Collected data entries:

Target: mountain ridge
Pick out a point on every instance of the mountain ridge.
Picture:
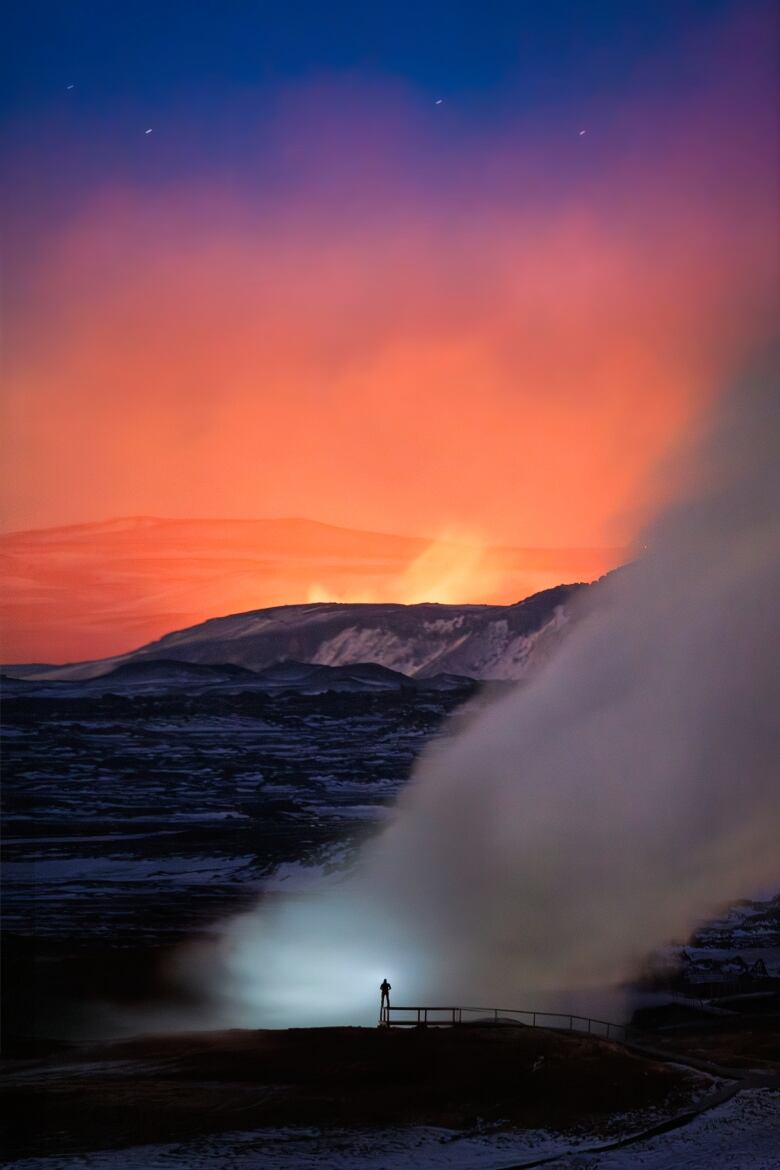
(420, 640)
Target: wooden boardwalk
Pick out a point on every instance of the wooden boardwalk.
(425, 1016)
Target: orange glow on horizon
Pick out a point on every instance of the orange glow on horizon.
(382, 357)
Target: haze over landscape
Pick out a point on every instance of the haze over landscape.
(388, 584)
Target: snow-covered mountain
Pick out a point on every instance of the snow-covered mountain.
(480, 641)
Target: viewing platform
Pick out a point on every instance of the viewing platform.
(425, 1016)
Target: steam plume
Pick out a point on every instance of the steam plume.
(593, 813)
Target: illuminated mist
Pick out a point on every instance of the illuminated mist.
(584, 819)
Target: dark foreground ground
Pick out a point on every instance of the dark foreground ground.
(171, 1088)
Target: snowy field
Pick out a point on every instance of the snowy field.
(741, 1134)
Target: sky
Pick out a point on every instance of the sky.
(430, 269)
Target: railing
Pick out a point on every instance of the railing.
(450, 1017)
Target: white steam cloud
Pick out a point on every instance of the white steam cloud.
(587, 817)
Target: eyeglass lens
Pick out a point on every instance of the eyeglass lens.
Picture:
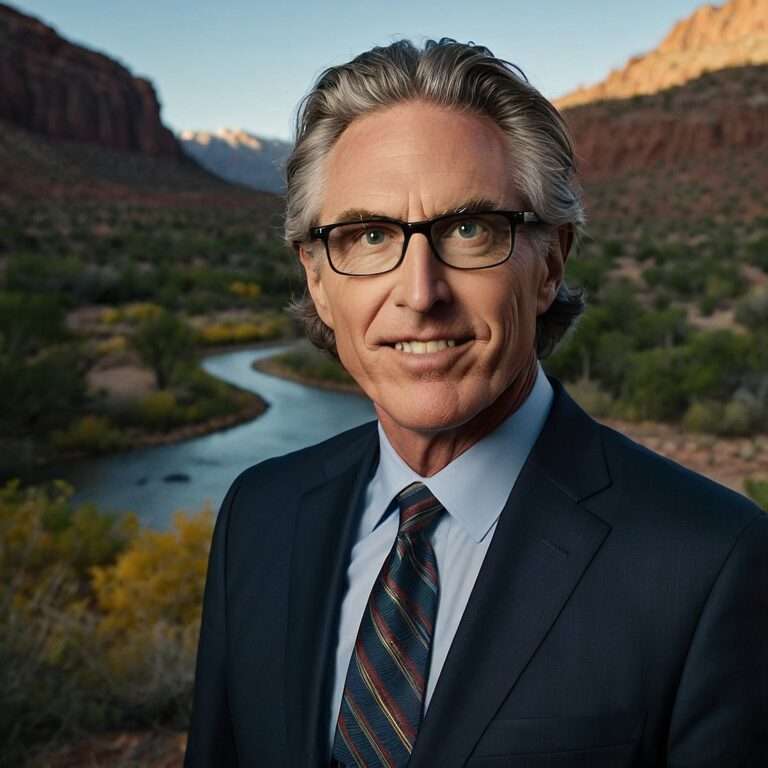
(465, 241)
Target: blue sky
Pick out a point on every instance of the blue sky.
(246, 64)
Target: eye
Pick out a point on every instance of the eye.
(468, 229)
(374, 236)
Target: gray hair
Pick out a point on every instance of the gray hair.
(465, 77)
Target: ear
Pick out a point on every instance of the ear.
(555, 259)
(312, 270)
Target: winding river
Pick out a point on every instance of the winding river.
(155, 482)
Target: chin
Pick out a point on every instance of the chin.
(427, 408)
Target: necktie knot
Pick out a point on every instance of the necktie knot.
(419, 510)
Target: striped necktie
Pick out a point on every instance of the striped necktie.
(383, 700)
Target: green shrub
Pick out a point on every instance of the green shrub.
(164, 343)
(99, 619)
(757, 489)
(704, 416)
(591, 398)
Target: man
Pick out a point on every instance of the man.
(487, 576)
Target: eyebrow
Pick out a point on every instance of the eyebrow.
(473, 205)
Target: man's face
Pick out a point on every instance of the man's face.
(412, 162)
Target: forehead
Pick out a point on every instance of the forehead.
(417, 160)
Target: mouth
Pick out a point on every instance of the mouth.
(418, 347)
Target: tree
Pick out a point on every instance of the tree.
(164, 343)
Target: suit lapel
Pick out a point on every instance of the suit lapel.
(326, 526)
(543, 543)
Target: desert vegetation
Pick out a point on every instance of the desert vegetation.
(100, 620)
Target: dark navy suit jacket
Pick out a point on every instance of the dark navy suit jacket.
(620, 617)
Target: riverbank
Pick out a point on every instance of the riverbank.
(126, 392)
(733, 462)
(274, 367)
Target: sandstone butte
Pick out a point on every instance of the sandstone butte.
(702, 93)
(63, 91)
(711, 38)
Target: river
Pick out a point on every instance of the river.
(154, 482)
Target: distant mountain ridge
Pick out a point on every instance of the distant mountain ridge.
(711, 38)
(240, 157)
(64, 91)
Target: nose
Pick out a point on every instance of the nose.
(421, 277)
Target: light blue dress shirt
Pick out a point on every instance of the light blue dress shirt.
(473, 492)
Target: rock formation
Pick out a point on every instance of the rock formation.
(241, 157)
(724, 110)
(712, 38)
(64, 91)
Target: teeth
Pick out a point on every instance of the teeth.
(424, 347)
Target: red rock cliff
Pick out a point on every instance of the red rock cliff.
(734, 34)
(64, 91)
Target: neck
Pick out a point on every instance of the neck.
(428, 452)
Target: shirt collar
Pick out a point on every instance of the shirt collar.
(471, 488)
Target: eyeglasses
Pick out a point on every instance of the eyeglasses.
(459, 240)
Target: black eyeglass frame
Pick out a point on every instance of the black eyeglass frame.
(410, 228)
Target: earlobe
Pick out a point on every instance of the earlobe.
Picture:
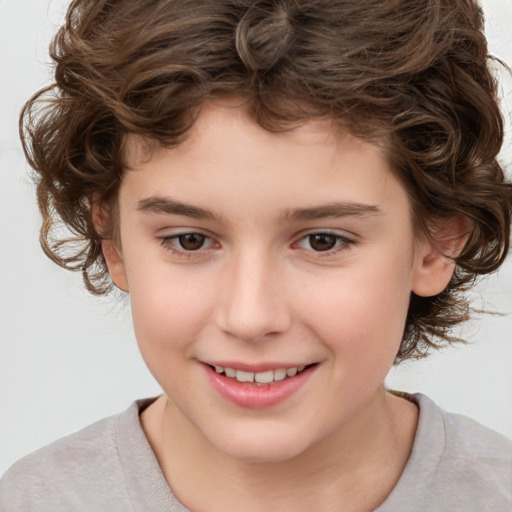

WORK REQUIRED: Repeat the entries exactly, pictures left out.

SOLUTION TO THE PROBLEM:
Target: mountain ridge
Pick out a point on every instance of the mountain ridge.
Picture:
(420, 640)
Target: wooden boardwalk
Pick out a point on every instance of the wooden boardwalk.
(425, 1016)
Target: orange glow on horizon
Pick out a point on every instance of the orange glow on horizon.
(382, 357)
Target: haze over landscape
Pick out a point on every instance of the haze over landscape.
(388, 584)
Target: snow-covered mountain
Pick out a point on every instance of the snow-covered mountain.
(480, 641)
Target: viewing platform
Pick out a point on every instance of the viewing platform.
(425, 1016)
Target: steam plume
Pick out a point on every instance of the steam plume.
(593, 813)
Target: illuminated mist
Pick out a point on every instance of the illuminated mist.
(584, 819)
Target: dark foreground ground
Pick out a point on every instance of the dark foreground ground.
(171, 1088)
Target: snowy field
Pick out a point on every instance of the snowy field.
(741, 1134)
Target: sky
Pick out a point on every instance of the sky.
(430, 269)
Target: railing
Pick out a point on every instance of the railing.
(450, 1017)
Target: white steam cloud
Pick out a point on every instance of the white steam cloud.
(587, 817)
Target: eyeglass lens
Pick out a point on every instance of the eyeglass lens.
Picture:
(465, 241)
Target: blue sky
Pick out a point on every instance of the blue sky.
(246, 64)
Target: eye
Pick out a point on every instance of the eye.
(468, 229)
(374, 236)
Target: gray hair
Pick out a point on every instance of the gray hair.
(465, 77)
Target: ear
Pick out a point on every instance of the ear.
(555, 259)
(312, 270)
Target: winding river
Pick out a point on every instance of the winding river.
(155, 482)
Target: chin
Pick out a point on every instance of the chin.
(427, 408)
Target: necktie knot
Pick out a point on every instance of the necktie knot.
(419, 510)
Target: striped necktie
Pick out a point on every instance of the striped necktie.
(383, 700)
Target: green shrub
Pick out a point on every instance of the green shrub.
(164, 343)
(99, 619)
(757, 489)
(704, 416)
(591, 398)
Target: man
Pick out a point on every instance of the man.
(487, 576)
Target: eyebrow
Pick out a point on every instance of the eyebrow.
(473, 205)
Target: man's face
Pick out a point on every instance of the man's face.
(412, 162)
Target: forehead
Pick out a point on every instance of the forehead.
(417, 160)
Target: mouth
Pick out a point on every instance of the mouth.
(418, 347)
Target: tree
Pick out a point on every instance of the tree.
(164, 343)
Target: suit lapel
Pick out a point on every instance of the suit lapel.
(326, 526)
(543, 543)
Target: desert vegetation
Pick out a point on every instance of the desert vegetation.
(100, 620)
Target: dark navy suit jacket
Pick out a point on every instance of the dark navy suit jacket.
(620, 617)
Target: riverbank
Pick out a point on every instance of the riverbank.
(126, 392)
(733, 462)
(274, 367)
Target: sandstone butte
Pick out a point on every instance of the sandstone butte.
(702, 93)
(63, 91)
(711, 38)
Target: river
Pick out a point on every instance of the river.
(154, 482)
Target: distant mountain ridge
Pick out a point on every instance of the distant mountain ridge.
(711, 38)
(240, 157)
(64, 91)
Target: nose
Pick out a point on every instance of the nose.
(421, 277)
Target: light blue dress shirt
Pick out a point on every instance of the light blue dress shirt.
(473, 492)
Target: rock formation
Pick out a point on every instance of the rock formation.
(241, 157)
(724, 110)
(712, 38)
(64, 91)
Target: teeth
Pick out a point on every instance of the teeth.
(424, 347)
Target: red rock cliff
Pick out a point on every instance of the red rock cliff.
(734, 34)
(64, 91)
Target: neck
Pick out a point on every instance of the neck.
(428, 452)
Target: shirt collar
Pick out a point on every instance of the shirt collar.
(471, 488)
Target: eyeglasses
Pick out a point on every instance of the eyeglasses.
(459, 240)
Target: black eyeglass frame
Pick out a point on every instance of the black eyeglass frame.
(410, 228)
Target: earlobe
Pick out a point on every instance of the earlobe.
Picture:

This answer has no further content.